**Task prompt:** Reproduce each entry exactly as written.
╔══
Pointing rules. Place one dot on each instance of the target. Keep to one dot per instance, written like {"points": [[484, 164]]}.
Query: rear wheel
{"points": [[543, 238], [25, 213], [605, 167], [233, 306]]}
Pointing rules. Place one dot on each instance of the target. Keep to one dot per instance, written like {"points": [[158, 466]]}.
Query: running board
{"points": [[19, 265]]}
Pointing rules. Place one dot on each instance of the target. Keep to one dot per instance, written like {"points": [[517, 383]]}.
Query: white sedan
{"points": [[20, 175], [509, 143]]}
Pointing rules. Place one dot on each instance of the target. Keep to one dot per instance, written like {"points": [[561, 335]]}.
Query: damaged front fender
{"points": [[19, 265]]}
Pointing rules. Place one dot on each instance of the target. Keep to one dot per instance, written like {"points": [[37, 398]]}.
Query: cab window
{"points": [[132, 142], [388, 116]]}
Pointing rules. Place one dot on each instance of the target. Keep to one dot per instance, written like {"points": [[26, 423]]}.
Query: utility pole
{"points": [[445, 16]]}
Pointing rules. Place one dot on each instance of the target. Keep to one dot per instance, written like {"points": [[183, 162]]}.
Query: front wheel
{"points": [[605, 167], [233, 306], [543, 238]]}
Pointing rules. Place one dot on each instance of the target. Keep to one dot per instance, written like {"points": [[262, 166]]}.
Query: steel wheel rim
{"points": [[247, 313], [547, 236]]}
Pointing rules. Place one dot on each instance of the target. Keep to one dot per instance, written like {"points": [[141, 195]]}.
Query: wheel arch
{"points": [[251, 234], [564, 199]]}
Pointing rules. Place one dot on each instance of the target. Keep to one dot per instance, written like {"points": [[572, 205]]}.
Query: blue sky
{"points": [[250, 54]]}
╚══
**Solution:**
Pointing rules. Place one dot on each instance of the target. Keep to one dot per instance, written like {"points": [[484, 164]]}.
Query: rear wheel
{"points": [[543, 238], [25, 213], [605, 167], [233, 306]]}
Pointing rules. Place one dot on each instance of the target. Keep to one dot per instance, written like {"points": [[158, 466]]}.
Query: running board
{"points": [[19, 265]]}
Pointing rules. Place one dot on each instance of the target. Keep to one dot per instance, written like {"points": [[517, 383]]}.
Query: white sedan
{"points": [[20, 175], [509, 143]]}
Pointing rules. Place one dot on each instance of the target. Keep to one dot per instance, written like {"points": [[561, 335]]}.
Query: damaged front fender
{"points": [[19, 265]]}
Pointing rules. Place one dot on each instance of the target. Keep to one dot per instance, written like {"points": [[37, 398]]}.
Query: cab window
{"points": [[132, 142], [388, 116]]}
Pointing rules. Place one dot on each instance of the target. Keep to one dot per instance, written like {"points": [[26, 423]]}.
Query: utility pole
{"points": [[445, 16]]}
Pointing rules. Place one dot on each instance of the target. Keep to one dot per instance, written like {"points": [[183, 162]]}.
Query: front wheel
{"points": [[605, 167], [233, 306], [543, 238]]}
Pointing rules. Place one dot on each instance of the target. Keep to one dot per instance, written like {"points": [[262, 166]]}.
Query: steel wheel rim
{"points": [[247, 313], [547, 236]]}
Pointing rules. Place one dot on each instance of the target. Keep to one dot per instance, written like {"points": [[141, 195]]}.
Query: wheel arch
{"points": [[251, 234], [564, 199]]}
Pointing rules. Place one dot on each instance of the target. Keep to one dot per instance, written like {"points": [[572, 205]]}.
Query: blue sky
{"points": [[250, 54]]}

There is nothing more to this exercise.